===== Record set =====

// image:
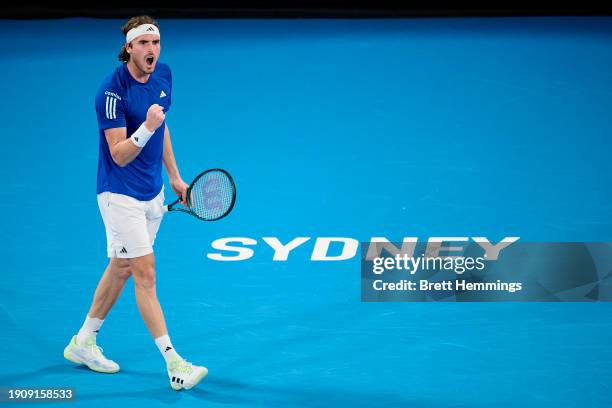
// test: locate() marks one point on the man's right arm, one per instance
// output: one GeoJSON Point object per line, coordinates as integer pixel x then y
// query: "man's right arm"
{"type": "Point", "coordinates": [123, 149]}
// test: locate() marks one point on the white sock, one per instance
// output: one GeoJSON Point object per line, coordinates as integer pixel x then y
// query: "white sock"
{"type": "Point", "coordinates": [90, 327]}
{"type": "Point", "coordinates": [165, 347]}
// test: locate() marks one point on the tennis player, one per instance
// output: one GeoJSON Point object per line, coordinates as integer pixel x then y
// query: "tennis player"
{"type": "Point", "coordinates": [131, 107]}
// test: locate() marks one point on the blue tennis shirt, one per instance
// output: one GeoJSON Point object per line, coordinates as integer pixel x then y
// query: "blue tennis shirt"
{"type": "Point", "coordinates": [121, 101]}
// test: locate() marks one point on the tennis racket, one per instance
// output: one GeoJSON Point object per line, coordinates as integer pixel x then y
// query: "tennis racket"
{"type": "Point", "coordinates": [210, 197]}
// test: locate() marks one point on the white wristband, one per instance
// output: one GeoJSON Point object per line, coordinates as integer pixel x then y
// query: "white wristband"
{"type": "Point", "coordinates": [141, 136]}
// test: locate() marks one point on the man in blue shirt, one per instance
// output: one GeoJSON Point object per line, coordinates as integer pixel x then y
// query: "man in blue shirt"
{"type": "Point", "coordinates": [131, 107]}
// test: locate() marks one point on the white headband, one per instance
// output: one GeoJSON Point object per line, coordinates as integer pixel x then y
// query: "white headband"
{"type": "Point", "coordinates": [141, 30]}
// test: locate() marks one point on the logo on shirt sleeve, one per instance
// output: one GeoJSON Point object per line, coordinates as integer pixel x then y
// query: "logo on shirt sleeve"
{"type": "Point", "coordinates": [111, 105]}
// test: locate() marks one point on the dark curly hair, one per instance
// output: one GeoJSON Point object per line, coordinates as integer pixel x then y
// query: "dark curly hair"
{"type": "Point", "coordinates": [132, 23]}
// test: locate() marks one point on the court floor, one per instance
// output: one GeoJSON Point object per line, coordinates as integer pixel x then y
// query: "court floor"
{"type": "Point", "coordinates": [341, 128]}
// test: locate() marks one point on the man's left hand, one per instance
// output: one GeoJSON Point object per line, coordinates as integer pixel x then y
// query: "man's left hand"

=====

__Exercise__
Express every line of the data above as a JSON list of strings, one string per line, omitting blank lines and any picture.

__Problem solution__
[
  "// image:",
  "// test: locate() marks one point on the man's right arm, one per instance",
  "// output: one GeoJSON Point object per line, coordinates as integer pixel x then y",
  "// query: \"man's right arm\"",
  "{\"type\": \"Point\", \"coordinates\": [123, 149]}",
  "// test: locate() marks one point on the white sock, one per instance",
  "// output: one GeoJSON Point object per line, coordinates as integer pixel x then y",
  "// query: \"white sock\"",
  "{\"type\": \"Point\", \"coordinates\": [90, 327]}",
  "{\"type\": \"Point\", \"coordinates\": [165, 347]}",
  "// test: locate() marks one point on the tennis player, one per instance",
  "// output: one GeoJSON Point object per line, coordinates as integer pixel x then y",
  "// query: \"tennis player\"",
  "{\"type\": \"Point\", \"coordinates\": [131, 107]}",
  "// test: locate() marks one point on the blue tennis shirt, one per instance",
  "// output: one GeoJSON Point object per line, coordinates as integer pixel x then y",
  "// query: \"blue tennis shirt\"",
  "{\"type\": \"Point\", \"coordinates\": [121, 101]}",
  "// test: locate() marks one point on the tennis racket, one per instance",
  "// output: one GeoJSON Point object per line, coordinates as integer pixel x then y",
  "// query: \"tennis racket\"",
  "{\"type\": \"Point\", \"coordinates\": [210, 197]}",
  "// test: locate() marks one point on the white wristband, one per instance",
  "// output: one GeoJSON Point object per line, coordinates as integer pixel x then y",
  "// query: \"white wristband\"",
  "{\"type\": \"Point\", \"coordinates\": [141, 136]}",
  "// test: locate() marks one point on the man in blue shirt, one per instance",
  "// output: one GeoJSON Point object per line, coordinates as integer pixel x then y",
  "// query: \"man in blue shirt\"",
  "{\"type\": \"Point\", \"coordinates\": [131, 107]}",
  "// test: locate() marks one point on the white headband, one per instance",
  "// output: one GeoJSON Point object per line, coordinates as integer pixel x then y",
  "// query: \"white headband\"",
  "{\"type\": \"Point\", \"coordinates\": [141, 30]}",
  "// test: locate() marks one point on the logo on shirt sleeve, one per instance",
  "// output: one GeoJSON Point object per line, coordinates as integer pixel x then y",
  "// query: \"logo on shirt sleeve\"",
  "{\"type\": \"Point\", \"coordinates\": [111, 105]}",
  "// test: locate() marks one point on the dark curly hair, one per instance",
  "// output: one GeoJSON Point object per line, coordinates as integer pixel x then y",
  "// query: \"dark curly hair\"",
  "{\"type\": \"Point\", \"coordinates\": [132, 23]}",
  "// test: locate() marks one point on the court floor, one per instance",
  "// output: one GeoJSON Point object per line, coordinates as integer pixel x then y",
  "// query: \"court floor\"",
  "{\"type\": \"Point\", \"coordinates\": [341, 128]}",
  "// test: locate() marks one point on the man's left hand, one per instance",
  "// output: one GeoJSON Point object per line, coordinates as integer pixel x then y",
  "// query: \"man's left hand\""
]